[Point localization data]
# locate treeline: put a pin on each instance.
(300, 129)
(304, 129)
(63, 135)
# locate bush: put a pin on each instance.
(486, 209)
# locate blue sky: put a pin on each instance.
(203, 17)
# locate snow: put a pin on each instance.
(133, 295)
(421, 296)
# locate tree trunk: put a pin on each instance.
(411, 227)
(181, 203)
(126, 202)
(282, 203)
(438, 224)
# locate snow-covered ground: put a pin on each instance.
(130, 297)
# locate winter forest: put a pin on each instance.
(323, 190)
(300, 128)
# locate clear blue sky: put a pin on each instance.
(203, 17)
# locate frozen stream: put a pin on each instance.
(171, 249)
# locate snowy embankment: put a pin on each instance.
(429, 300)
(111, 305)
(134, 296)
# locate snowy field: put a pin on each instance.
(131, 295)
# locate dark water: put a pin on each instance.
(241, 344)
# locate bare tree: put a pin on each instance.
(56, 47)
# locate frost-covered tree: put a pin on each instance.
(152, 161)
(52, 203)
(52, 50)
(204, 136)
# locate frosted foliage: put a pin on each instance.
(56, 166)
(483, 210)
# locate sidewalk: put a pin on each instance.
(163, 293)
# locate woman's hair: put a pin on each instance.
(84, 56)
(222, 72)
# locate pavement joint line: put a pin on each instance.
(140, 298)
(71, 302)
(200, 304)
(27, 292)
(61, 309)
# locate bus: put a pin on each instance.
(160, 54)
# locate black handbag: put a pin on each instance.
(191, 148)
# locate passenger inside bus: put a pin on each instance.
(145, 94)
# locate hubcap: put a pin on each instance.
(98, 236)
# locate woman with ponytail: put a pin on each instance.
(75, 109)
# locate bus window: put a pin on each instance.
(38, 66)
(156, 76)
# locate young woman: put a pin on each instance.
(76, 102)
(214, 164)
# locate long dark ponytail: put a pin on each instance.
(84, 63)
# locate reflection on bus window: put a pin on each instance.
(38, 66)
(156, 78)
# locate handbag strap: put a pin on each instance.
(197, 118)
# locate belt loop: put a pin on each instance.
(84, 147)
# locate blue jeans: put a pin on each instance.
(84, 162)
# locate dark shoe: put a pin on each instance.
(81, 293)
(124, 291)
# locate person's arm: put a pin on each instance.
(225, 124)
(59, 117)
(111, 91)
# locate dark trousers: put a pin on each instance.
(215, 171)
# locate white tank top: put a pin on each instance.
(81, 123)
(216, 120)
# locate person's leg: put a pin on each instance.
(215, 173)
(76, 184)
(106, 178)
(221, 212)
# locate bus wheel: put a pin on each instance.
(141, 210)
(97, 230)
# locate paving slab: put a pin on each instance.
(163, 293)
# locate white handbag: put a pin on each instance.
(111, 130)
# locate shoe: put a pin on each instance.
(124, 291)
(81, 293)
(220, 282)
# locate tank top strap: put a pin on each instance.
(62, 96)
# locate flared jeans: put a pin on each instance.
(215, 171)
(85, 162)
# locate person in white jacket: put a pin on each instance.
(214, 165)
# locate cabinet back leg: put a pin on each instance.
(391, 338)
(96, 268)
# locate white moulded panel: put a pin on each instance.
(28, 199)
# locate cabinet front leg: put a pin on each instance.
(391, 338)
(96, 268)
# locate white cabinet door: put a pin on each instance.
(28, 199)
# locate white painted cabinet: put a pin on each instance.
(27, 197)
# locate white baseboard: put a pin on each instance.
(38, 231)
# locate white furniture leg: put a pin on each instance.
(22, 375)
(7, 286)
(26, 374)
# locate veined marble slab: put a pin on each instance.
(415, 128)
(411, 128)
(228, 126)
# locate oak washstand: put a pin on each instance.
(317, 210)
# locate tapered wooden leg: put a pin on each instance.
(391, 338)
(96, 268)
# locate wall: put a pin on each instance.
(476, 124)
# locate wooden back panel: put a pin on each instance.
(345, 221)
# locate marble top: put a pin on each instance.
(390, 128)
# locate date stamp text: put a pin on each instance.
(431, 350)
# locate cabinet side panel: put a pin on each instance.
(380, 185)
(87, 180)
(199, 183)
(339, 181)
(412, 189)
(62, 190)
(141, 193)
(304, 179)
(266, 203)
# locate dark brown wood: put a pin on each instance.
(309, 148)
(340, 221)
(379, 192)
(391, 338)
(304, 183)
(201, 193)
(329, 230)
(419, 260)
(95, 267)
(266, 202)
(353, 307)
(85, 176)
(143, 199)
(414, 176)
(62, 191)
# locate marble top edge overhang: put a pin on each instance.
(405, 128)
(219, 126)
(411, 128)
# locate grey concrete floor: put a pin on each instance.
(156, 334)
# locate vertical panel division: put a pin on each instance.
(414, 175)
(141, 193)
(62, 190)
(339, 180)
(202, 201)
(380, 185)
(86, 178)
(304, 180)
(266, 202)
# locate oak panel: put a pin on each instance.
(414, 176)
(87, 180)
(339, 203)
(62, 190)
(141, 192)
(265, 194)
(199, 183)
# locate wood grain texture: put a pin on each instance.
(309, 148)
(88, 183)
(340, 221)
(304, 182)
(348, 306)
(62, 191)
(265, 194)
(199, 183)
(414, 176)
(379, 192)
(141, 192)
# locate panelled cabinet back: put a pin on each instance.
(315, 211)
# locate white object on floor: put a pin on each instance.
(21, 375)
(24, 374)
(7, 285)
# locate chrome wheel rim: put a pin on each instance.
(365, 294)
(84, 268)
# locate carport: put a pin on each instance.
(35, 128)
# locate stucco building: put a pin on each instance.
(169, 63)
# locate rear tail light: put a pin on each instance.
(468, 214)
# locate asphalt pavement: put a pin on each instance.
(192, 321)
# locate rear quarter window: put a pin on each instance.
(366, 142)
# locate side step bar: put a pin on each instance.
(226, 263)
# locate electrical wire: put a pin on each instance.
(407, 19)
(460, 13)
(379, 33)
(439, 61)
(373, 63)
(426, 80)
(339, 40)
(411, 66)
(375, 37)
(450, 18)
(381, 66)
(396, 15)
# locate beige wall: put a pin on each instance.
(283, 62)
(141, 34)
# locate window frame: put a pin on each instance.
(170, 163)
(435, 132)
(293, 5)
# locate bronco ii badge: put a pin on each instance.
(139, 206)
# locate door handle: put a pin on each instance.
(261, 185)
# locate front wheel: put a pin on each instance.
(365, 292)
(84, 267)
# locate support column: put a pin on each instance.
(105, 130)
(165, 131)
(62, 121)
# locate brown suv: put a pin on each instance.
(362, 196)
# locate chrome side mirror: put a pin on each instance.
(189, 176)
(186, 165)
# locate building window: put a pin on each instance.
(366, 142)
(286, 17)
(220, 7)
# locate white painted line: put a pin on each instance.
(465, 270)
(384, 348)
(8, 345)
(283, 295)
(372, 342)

■ PROBLEM REQUIREMENTS
The records must be reproduced in full. Nothing should differ.

■ EXERCISE SOLUTION
# locate treeline: put a pin on each instance.
(300, 129)
(304, 129)
(63, 135)
# locate bush: put a pin on each instance.
(486, 209)
# locate blue sky: put a pin on each instance.
(203, 17)
# locate snow: put a pin on each instance.
(133, 295)
(421, 296)
# locate tree trunk: put a pin on each instance.
(411, 227)
(181, 203)
(126, 202)
(282, 203)
(438, 224)
# locate snow-covered ground: put a pin on each instance.
(130, 297)
# locate winter forest: put a pin on each instance.
(323, 190)
(300, 128)
# locate clear blue sky: put a pin on each instance.
(203, 17)
# locate frozen stream: put a pin on each instance.
(171, 249)
# locate snowy embankment: put a pin on each instance.
(429, 300)
(111, 305)
(134, 296)
# locate snowy field: put a pin on each instance.
(131, 295)
# locate dark water: put a pin on each instance.
(241, 344)
# locate bare tree: put a pin on each instance.
(56, 47)
# locate frost-covered tree: put a pin on each instance.
(152, 161)
(52, 203)
(52, 50)
(204, 136)
# locate frosted foliage: put a pin on each instance.
(56, 166)
(483, 210)
# locate sidewalk: put a pin on each instance.
(163, 293)
# locate woman's hair: put a pin on each instance.
(84, 56)
(222, 72)
# locate pavement joint line: put a pin on each instance.
(140, 298)
(71, 302)
(200, 304)
(27, 292)
(61, 309)
# locate bus: put a pin on each instance.
(160, 54)
# locate black handbag: put a pin on each instance.
(191, 148)
# locate passenger inside bus: put a pin on each instance.
(145, 94)
# locate hubcap: put a pin on each instance.
(98, 236)
# locate woman with ponytail: put a pin on each instance.
(75, 109)
# locate bus window: put a pin on each instance.
(38, 66)
(156, 76)
# locate young woman: put a pin on each instance.
(76, 102)
(214, 164)
# locate long dark ponytail: put a pin on each instance.
(84, 63)
# locate reflection on bus window: put a pin on each instance.
(38, 66)
(156, 78)
# locate handbag strap: put a pin on each instance.
(197, 118)
# locate belt loop: put a pin on each instance.
(84, 147)
# locate blue jeans: put a pin on each instance.
(84, 162)
# locate dark shoe: put a pin on each instance.
(81, 293)
(124, 291)
# locate person's arm: put a pin on each instance.
(225, 124)
(59, 117)
(111, 91)
# locate dark trousers: put a pin on each instance.
(215, 171)
# locate white tank top: put a pin on each instance.
(81, 123)
(216, 120)
# locate person's leg: put a pin on each instance.
(215, 173)
(76, 184)
(106, 178)
(221, 212)
# locate bus wheel: put a pin on each instance.
(141, 210)
(97, 230)
# locate paving slab: put a pin on each instance.
(163, 293)
# locate white handbag: put a pin on each instance.
(111, 130)
# locate shoe: put a pin on each instance.
(124, 291)
(81, 293)
(220, 282)
# locate tank top strap: put a pin on each instance.
(62, 96)
# locate flared jeans: put a pin on each instance.
(215, 171)
(85, 162)
# locate person in white jacket: put a pin on each instance.
(214, 165)
# locate cabinet back leg: put a pin on each instance.
(391, 338)
(96, 268)
# locate white moulded panel: put a pin on each instance.
(28, 199)
# locate cabinet front leg: put a pin on each instance.
(391, 338)
(96, 268)
# locate white cabinet door: put a pin on each instance.
(28, 199)
# locate white painted cabinet: put a pin on each instance.
(27, 197)
# locate white baseboard: put a pin on each instance.
(38, 231)
# locate white furniture leg: put a pin on each instance.
(22, 375)
(7, 286)
(26, 374)
# locate veined marble slab: put a pin on each instance.
(415, 128)
(411, 128)
(228, 126)
# locate oak washstand: put a pin on each instance.
(317, 210)
# locate tapered wooden leg: put a pin on each instance.
(391, 338)
(96, 268)
# locate wall: put a pin on each instance.
(476, 124)
# locate wooden back panel: put a pin on each instance.
(345, 221)
# locate marble top: put a pin on each instance.
(390, 128)
# locate date stamp text: put a pin on each instance.
(431, 350)
# locate cabinet side panel: put a pin on each instance.
(380, 185)
(87, 180)
(199, 183)
(339, 181)
(412, 189)
(62, 190)
(141, 193)
(304, 179)
(266, 203)
# locate dark brown wood: put a pin on each instance.
(309, 148)
(340, 221)
(379, 192)
(391, 338)
(304, 183)
(201, 193)
(329, 230)
(419, 260)
(95, 267)
(266, 202)
(353, 307)
(85, 176)
(143, 199)
(414, 176)
(62, 191)
# locate marble top edge overhang: put a pin on each instance.
(405, 128)
(219, 126)
(411, 128)
# locate grey concrete floor: put a pin on each instance.
(156, 334)
# locate vertical panel division: put a pin on each instance.
(414, 175)
(141, 193)
(62, 190)
(339, 180)
(202, 201)
(380, 185)
(86, 178)
(304, 180)
(266, 202)
# locate oak panel: put a pin on each instance.
(414, 176)
(87, 180)
(339, 203)
(62, 190)
(141, 192)
(265, 194)
(199, 183)
# locate wood grain texture: put a pin on each instance.
(309, 148)
(88, 183)
(340, 221)
(304, 182)
(348, 306)
(62, 191)
(265, 194)
(199, 183)
(414, 176)
(379, 192)
(141, 192)
# locate panelled cabinet back: put a pin on each instance.
(315, 211)
# locate white object on floor: put a pin on each instance.
(21, 375)
(24, 374)
(7, 285)
# locate chrome wheel rim: put a pin on each instance.
(365, 294)
(84, 268)
# locate carport: put a pin on each instance.
(35, 128)
# locate stucco building: put a pin on each instance.
(169, 63)
# locate rear tail light: put a pin on each instance.
(468, 214)
# locate asphalt pavement: put a pin on each instance.
(192, 321)
# locate rear quarter window: put a pin on each instance.
(366, 142)
# locate side step bar: put a pin on each instance.
(226, 263)
# locate electrical wire: put a pin on each instance.
(407, 19)
(460, 13)
(379, 33)
(439, 61)
(373, 63)
(426, 80)
(339, 40)
(411, 66)
(375, 37)
(450, 18)
(381, 66)
(396, 15)
# locate beige wall: put a pin on each instance.
(283, 62)
(141, 34)
# locate window frame: put a pin on each instance.
(170, 163)
(435, 132)
(293, 5)
# locate bronco ii badge: put a pin on each instance.
(139, 206)
# locate door handle: put a pin on each instance.
(261, 185)
# locate front wheel: put a pin on each instance.
(365, 292)
(84, 267)
# locate support column: put a pin on each instance.
(105, 130)
(165, 131)
(62, 121)
# locate brown suv: put a pin on each instance.
(362, 196)
# locate chrome side mirror: put a pin on each instance.
(189, 176)
(186, 165)
# locate building window: put a pin on each instance.
(366, 142)
(286, 17)
(220, 7)
# locate white painted line: put a pin on each instance.
(465, 270)
(384, 348)
(8, 345)
(283, 295)
(372, 342)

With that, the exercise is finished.